→ CONSIGNES:
(1) Résumez en deux phrases le paragraphe de l'extrait sur le succès du RN qui commence par « Pour la sémiologue Cécile Alduy », en conservant ses idées principales.
(2) Reproduisez sans aucune modification le passage de l'extrait sur le succès du RN qui débute aux mots « En effet, l’indice » et se termine après les mots « une vingtaine d’années. ».

→ EXTRAIT DU DOCUMENT:

3- Enfin, les Français ne sont pas plus hostiles à l’immigration, comme le laisserait penser la progression du RN.
En effet, l’indice de tolérance à l’égard de l’immigration n’a jamais été aussi élevé et a atteint en 2022 son niveau record1. 72% des Français pensent que la présence d’immigrés est une source d’enrichissement culturel et 81% que les travailleurs immigrés doivent être considérés comme chez eux car ils contribuent à l’économie française. Quant à la part de sondés accréditant l’idée selon laquelle « il y a trop d’immigrés en France » (50%), elle reste stable depuis une vingtaine d’années.
La progression du RN a donc d’autres causes qu’une xénophobie croissante.
Comment expliquer le succès du RN ? 📈
1- La capacité à proposer une solution unique à plusieurs inquiétudes 💡
Pour le chercheur Gilles Ivaldi, le RN a fait de l’immigration la cause unique de trois inquiétudes :
l’insécurité économique (accrue notamment par la précarisation du travail et la baisse du pouvoir d’achat)
la peur du déclassement social (l’immigré étant vu comme un concurrent dans l’accès aux aides sociales)
le sentiment que les élites veulent imposer une France multiculturelle au mépris de l’avis du peuple
Le RN prétend aussi répondre à des inquiétudes comme :
le déclin supposé de l’école, plus présente chez les électeurs RN, souvent moins diplômés donc moins capables de pallier eux-mêmes les déficiences du système scolaire
des politiques écologiques considérées comme punitives, menaçant les modes de vie traditionnels et pesant avant tout sur les plus modestes (notamment les habitants des périphéries, dépendants de la voiture pour aller travailler). Cet article du Monde explique très bien comment le rejet de l’écologie est devenu un moteur du vote RN.
Pour la sémiologue Cécile Alduy, le RN a donc su donner une légitimité à diverses souffrances individuelles, en les insérant dans un enjeu de civilisation partagé (le rejet de l’immigration) et en proposant une solution providentielle (le retour à l’ordre et à un passé fantasmé). Mais ce faisant, le parti a accentué la polarisation identitaire et affective en amplifiant l’animosité ressentie à l’égard des immigrés, comme le précise la sociologue Laurence de Nervaux.

→ MATÉRIEL FOURNI:
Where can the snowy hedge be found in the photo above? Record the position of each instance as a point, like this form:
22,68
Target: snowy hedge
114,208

→ RÉPONSES PAR CONSIGNE:
(1) Selon la sémiologue Cécile Alduy, le RN a légitimé diverses souffrances individuelles en les rattachant à un enjeu de civilisation partagé, le rejet de l'immigration, et en proposant une solution providentielle : le retour à l'ordre et à un passé fantasmé. Ce faisant, comme le précise la sociologue Laurence de Nervaux, le parti a accentué la polarisation identitaire et affective en amplifiant l'animosité envers les immigrés.

(2)
En effet, l’indice de tolérance à l’égard de l’immigration n’a jamais été aussi élevé et a atteint en 2022 son niveau record1. 72% des Français pensent que la présence d’immigrés est une source d’enrichissement culturel et 81% que les travailleurs immigrés doivent être considérés comme chez eux car ils contribuent à l’économie française. Quant à la part de sondés accréditant l’idée selon laquelle « il y a trop d’immigrés en France » (50%), elle reste stable depuis une vingtaine d’années.